_AIM:_
Return only the lines of the material from the line containing "the mirror, which" through the end, swapping "innermost" for "most central" and leaving everything else unchanged.

Dataset excerpts on object pointing
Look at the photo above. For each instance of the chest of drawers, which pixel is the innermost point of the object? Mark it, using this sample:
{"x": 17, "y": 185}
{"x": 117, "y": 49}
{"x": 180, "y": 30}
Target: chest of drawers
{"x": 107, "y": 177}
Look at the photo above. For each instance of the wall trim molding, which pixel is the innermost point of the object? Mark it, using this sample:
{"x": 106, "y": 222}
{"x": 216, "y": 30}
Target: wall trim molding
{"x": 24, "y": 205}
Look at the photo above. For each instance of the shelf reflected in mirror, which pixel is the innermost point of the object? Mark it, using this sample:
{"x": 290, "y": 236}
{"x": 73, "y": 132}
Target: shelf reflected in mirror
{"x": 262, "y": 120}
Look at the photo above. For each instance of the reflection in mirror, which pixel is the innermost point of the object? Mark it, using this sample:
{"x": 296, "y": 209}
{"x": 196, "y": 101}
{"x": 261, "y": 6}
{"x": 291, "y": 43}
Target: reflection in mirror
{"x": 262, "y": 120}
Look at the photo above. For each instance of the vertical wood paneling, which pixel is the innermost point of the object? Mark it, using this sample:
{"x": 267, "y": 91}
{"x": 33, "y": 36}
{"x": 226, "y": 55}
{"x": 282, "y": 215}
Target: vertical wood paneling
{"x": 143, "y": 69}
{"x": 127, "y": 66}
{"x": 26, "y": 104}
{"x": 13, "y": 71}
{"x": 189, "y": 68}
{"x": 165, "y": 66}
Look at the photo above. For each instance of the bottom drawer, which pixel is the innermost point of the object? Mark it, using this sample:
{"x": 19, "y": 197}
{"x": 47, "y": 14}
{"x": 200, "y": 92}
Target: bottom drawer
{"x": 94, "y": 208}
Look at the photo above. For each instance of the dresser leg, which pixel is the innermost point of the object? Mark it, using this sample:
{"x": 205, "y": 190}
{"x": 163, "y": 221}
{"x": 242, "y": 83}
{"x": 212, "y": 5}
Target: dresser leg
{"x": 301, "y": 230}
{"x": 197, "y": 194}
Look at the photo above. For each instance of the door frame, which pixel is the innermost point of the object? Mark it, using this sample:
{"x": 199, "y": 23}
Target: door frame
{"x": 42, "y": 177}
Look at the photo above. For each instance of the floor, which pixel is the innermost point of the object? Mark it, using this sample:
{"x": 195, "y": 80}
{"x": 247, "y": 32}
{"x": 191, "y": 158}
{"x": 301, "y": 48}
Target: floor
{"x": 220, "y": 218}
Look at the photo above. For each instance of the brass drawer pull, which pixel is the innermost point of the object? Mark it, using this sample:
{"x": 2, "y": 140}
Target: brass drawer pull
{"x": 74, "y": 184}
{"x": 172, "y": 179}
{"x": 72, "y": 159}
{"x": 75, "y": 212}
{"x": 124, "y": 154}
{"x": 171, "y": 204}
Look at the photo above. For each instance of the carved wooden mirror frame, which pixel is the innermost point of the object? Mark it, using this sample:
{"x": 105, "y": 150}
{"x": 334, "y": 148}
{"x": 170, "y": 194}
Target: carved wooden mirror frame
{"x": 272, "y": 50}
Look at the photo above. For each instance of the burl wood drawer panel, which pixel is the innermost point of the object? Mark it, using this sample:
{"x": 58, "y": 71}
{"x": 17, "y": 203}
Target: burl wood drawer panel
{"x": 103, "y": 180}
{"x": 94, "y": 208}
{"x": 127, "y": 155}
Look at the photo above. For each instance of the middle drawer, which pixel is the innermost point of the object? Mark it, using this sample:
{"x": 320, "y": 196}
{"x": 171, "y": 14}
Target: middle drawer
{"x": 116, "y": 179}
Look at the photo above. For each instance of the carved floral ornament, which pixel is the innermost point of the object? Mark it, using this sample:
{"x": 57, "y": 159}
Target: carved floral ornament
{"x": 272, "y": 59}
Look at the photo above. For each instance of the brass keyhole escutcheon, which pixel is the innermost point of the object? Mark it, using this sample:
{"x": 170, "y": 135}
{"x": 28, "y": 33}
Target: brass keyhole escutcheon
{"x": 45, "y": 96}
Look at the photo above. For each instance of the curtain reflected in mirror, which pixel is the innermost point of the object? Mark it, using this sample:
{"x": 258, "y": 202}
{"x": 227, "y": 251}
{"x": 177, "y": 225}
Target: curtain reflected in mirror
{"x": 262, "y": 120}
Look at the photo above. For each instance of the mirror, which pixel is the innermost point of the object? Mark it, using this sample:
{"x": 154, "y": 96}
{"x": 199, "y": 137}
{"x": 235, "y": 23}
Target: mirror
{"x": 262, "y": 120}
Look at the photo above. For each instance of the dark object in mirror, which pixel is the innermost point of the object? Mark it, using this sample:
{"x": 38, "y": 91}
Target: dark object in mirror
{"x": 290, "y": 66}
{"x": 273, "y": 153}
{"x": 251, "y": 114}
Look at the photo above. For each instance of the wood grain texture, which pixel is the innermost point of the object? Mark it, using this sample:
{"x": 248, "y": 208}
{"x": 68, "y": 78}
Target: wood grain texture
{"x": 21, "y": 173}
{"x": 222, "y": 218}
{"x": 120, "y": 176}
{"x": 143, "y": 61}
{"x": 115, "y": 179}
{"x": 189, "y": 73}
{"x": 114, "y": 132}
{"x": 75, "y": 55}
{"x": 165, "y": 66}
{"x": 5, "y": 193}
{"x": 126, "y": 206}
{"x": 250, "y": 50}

_SOLUTION TO THIS EXERCISE:_
Look at the photo above. For each instance of the mirror, which pixel is the most central point of the object? Mark it, using this sample:
{"x": 154, "y": 96}
{"x": 199, "y": 137}
{"x": 235, "y": 23}
Target: mirror
{"x": 262, "y": 120}
Look at the photo above. For each instance of the dark object in mirror, which pixel is the most central point of the object? Mark it, using this sample:
{"x": 38, "y": 91}
Target: dark object in mirror
{"x": 290, "y": 66}
{"x": 273, "y": 153}
{"x": 251, "y": 114}
Look at the photo above. For each instance of the wood grain texture, which pixel is the most central point of the object? Mark it, using this sample:
{"x": 248, "y": 208}
{"x": 68, "y": 78}
Target: wood grain texture
{"x": 21, "y": 173}
{"x": 222, "y": 218}
{"x": 120, "y": 176}
{"x": 143, "y": 61}
{"x": 115, "y": 179}
{"x": 189, "y": 73}
{"x": 114, "y": 132}
{"x": 75, "y": 55}
{"x": 165, "y": 66}
{"x": 5, "y": 193}
{"x": 126, "y": 206}
{"x": 250, "y": 50}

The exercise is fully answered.